AIM OF THE EXERCISE: Give the lines again exactly, from the one holding "Practice. Put a dot on the red flag" to the last line of the listing below, both ends included and nothing added.

STUDY MATERIAL:
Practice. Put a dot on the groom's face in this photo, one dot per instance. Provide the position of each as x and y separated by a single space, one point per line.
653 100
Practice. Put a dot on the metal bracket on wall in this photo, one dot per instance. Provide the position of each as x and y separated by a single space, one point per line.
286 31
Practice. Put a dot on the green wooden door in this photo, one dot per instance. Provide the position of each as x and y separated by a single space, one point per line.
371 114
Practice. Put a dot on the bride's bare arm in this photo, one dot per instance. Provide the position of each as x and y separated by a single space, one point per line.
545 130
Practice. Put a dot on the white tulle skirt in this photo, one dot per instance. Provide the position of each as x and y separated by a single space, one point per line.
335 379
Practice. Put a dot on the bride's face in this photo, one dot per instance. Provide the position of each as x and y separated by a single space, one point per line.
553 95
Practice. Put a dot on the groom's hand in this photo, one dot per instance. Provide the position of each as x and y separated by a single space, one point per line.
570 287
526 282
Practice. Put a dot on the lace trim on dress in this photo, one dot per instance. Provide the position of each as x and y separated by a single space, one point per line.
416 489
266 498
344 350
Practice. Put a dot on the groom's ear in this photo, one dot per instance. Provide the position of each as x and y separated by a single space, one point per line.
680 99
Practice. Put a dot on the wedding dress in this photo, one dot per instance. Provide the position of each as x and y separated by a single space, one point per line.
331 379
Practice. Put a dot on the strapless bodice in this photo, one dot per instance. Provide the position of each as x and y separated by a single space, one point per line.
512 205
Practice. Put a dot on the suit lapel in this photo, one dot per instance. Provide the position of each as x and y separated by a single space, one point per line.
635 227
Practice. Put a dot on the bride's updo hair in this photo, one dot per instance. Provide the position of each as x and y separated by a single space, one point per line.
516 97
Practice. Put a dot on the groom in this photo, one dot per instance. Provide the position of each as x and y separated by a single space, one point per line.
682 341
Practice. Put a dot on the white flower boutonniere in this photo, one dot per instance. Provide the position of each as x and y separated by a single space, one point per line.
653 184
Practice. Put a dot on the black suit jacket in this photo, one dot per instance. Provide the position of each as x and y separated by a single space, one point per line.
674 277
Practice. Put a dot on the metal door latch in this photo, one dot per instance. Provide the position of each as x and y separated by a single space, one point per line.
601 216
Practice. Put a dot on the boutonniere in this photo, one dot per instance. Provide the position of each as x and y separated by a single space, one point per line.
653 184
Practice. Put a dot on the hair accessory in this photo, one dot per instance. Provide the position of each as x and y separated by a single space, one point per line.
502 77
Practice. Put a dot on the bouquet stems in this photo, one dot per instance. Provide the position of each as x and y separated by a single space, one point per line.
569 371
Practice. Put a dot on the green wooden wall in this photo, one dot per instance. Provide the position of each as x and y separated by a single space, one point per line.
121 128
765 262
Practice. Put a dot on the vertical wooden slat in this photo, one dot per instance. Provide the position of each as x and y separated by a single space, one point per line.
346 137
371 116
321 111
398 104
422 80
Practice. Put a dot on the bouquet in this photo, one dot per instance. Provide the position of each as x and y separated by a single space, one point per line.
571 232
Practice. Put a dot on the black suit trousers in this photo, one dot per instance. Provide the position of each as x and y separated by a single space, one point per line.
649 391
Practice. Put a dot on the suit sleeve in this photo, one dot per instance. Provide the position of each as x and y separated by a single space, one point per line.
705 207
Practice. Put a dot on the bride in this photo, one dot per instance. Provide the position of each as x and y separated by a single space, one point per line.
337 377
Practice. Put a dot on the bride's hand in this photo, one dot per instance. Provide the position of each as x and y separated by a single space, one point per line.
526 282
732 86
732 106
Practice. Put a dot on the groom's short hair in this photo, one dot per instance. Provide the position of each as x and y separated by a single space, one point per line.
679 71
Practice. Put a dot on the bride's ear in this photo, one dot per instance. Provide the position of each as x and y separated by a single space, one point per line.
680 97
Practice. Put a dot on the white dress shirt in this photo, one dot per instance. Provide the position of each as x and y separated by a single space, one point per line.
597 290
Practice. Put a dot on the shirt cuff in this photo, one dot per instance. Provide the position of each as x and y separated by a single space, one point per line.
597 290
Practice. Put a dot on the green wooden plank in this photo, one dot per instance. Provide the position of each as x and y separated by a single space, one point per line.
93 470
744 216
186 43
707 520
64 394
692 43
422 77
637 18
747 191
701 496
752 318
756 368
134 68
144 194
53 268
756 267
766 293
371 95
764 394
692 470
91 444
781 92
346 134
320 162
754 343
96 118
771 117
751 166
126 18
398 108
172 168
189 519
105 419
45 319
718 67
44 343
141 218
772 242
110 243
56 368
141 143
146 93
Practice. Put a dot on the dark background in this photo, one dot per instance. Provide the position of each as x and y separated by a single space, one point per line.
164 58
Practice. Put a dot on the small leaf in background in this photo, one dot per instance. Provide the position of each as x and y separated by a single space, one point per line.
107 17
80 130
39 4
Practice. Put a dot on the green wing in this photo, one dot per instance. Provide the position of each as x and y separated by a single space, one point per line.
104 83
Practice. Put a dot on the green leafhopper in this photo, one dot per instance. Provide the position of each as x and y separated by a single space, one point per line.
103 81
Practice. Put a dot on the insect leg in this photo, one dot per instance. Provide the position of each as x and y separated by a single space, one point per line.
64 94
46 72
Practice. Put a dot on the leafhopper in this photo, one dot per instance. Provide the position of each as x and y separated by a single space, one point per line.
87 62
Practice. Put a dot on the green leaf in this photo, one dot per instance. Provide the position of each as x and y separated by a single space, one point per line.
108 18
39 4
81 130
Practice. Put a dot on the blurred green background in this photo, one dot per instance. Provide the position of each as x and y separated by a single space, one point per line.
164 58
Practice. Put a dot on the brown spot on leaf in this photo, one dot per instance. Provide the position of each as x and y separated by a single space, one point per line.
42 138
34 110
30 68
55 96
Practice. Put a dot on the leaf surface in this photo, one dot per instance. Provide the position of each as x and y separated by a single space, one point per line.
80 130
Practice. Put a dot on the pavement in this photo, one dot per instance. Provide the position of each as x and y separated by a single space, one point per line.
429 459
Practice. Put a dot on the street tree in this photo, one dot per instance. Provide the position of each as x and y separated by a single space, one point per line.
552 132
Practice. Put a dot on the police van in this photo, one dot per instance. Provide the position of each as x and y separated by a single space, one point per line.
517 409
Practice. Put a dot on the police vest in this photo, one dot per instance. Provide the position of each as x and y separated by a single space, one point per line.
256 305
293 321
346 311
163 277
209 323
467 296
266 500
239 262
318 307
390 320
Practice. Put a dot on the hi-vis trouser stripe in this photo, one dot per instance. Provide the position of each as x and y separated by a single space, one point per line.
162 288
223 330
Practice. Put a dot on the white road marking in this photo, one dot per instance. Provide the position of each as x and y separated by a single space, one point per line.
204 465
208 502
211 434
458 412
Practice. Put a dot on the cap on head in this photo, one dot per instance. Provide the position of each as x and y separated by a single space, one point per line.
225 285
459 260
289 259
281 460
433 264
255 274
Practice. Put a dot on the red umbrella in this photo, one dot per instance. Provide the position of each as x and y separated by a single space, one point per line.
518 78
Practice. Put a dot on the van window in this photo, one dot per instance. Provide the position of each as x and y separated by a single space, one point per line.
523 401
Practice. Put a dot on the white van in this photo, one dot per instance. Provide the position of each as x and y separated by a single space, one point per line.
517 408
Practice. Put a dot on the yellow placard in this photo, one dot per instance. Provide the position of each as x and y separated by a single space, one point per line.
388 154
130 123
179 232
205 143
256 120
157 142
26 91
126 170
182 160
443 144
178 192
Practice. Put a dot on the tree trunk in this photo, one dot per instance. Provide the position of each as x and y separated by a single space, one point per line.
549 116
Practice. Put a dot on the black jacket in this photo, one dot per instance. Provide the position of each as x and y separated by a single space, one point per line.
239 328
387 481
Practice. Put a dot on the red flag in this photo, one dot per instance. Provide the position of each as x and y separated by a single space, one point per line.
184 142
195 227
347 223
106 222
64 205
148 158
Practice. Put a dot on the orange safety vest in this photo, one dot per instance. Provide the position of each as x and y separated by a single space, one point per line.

TASK RESPONSE:
Practice. Put a dot on the red flag in this photo, one dot per instance. Provide the position of each as x and y separated by a single space, one point per line.
184 142
195 227
347 223
106 222
64 205
148 158
Practice. Put a dot on the orange safety vest in this photo, one dot per instance. Provide the position of each as x and y separated by a single space, one point per line.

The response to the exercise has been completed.